(Task brief)
Range to output from the entries below: the line containing "Category: tree canopy" through the line containing "Category: green shrub". Set it down exactly, ends included, nothing else.

++++ Extracted entries

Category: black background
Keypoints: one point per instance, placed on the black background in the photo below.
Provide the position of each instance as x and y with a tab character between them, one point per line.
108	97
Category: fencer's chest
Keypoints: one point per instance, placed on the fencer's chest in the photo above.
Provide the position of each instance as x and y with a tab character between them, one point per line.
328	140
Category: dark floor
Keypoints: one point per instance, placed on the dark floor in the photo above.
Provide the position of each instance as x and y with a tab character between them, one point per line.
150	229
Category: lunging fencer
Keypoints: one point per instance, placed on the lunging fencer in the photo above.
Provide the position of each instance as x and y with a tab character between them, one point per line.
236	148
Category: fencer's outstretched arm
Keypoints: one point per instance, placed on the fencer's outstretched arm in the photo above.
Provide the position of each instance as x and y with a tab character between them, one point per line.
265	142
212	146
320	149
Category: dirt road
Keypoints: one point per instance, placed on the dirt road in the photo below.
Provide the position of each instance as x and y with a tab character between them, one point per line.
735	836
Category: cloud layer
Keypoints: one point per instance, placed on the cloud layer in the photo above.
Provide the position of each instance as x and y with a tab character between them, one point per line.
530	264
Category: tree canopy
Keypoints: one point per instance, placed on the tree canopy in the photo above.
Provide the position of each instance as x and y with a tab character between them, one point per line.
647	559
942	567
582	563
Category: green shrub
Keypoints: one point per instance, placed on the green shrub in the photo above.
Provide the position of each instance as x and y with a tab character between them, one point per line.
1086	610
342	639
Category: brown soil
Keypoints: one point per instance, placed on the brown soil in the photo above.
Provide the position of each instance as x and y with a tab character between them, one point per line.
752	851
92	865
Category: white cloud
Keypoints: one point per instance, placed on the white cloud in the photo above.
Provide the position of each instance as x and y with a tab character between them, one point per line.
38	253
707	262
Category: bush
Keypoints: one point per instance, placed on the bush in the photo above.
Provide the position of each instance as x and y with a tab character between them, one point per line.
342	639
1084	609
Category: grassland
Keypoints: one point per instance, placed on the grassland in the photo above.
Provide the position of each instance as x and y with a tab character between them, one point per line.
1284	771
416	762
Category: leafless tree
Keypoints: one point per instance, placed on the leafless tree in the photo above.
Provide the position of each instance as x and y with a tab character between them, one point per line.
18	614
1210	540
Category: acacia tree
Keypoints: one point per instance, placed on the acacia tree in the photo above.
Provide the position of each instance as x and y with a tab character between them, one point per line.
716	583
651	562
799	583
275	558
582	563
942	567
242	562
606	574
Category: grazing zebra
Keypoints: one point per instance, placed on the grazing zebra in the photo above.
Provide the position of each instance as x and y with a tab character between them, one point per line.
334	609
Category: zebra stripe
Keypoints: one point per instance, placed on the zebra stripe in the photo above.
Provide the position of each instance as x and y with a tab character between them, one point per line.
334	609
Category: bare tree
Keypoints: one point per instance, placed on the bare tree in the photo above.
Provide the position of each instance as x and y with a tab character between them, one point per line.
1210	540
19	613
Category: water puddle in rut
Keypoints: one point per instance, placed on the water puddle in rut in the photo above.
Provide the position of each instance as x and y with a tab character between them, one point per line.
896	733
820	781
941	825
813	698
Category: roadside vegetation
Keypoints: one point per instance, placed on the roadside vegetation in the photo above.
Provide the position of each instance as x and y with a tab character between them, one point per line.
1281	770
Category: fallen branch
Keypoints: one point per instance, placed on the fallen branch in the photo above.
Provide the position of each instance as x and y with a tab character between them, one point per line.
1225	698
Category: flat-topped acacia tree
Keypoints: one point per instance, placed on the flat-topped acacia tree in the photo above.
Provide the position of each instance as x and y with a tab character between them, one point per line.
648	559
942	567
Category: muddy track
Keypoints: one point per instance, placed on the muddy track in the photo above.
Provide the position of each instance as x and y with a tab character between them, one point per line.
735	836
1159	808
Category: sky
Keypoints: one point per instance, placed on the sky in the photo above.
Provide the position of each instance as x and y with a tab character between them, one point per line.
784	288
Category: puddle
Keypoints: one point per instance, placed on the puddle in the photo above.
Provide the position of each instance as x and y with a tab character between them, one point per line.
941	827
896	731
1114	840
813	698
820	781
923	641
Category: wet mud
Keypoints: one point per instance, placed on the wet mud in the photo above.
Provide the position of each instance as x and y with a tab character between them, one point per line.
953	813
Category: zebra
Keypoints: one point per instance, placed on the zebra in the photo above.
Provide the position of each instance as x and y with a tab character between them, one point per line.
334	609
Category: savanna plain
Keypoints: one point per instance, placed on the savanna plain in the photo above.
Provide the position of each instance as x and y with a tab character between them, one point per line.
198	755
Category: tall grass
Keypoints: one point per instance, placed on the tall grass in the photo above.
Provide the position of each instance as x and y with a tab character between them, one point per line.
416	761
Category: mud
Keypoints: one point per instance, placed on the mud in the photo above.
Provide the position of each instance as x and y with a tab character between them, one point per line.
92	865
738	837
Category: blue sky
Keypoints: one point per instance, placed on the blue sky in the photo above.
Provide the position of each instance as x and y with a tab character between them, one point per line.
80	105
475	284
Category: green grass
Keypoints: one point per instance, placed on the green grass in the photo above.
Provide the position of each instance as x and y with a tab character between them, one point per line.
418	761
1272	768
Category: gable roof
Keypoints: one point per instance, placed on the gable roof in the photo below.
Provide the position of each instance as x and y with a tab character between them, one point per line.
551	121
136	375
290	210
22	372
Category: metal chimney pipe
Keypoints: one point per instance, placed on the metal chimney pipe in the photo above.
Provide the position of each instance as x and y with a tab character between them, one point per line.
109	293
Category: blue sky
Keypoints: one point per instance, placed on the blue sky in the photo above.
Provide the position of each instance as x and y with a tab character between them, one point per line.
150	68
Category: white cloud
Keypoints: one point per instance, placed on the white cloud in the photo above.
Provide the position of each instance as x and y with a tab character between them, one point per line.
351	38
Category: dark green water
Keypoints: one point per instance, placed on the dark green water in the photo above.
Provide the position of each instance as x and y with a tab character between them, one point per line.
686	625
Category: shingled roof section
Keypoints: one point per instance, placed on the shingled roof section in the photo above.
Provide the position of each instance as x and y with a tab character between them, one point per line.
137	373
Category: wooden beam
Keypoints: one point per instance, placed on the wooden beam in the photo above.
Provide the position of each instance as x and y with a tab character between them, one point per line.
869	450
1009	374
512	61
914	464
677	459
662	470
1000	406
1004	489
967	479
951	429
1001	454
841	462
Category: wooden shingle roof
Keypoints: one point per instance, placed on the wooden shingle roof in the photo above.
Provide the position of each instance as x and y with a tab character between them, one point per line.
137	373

++++++++

(Answer area)
Category: tree canopy
Keypoints: one point per instance, placed on the tree canopy in the photo above.
Provide the position of each instance as x and y with a tab character between them, one point per line.
647	559
942	567
582	563
Category: green shrub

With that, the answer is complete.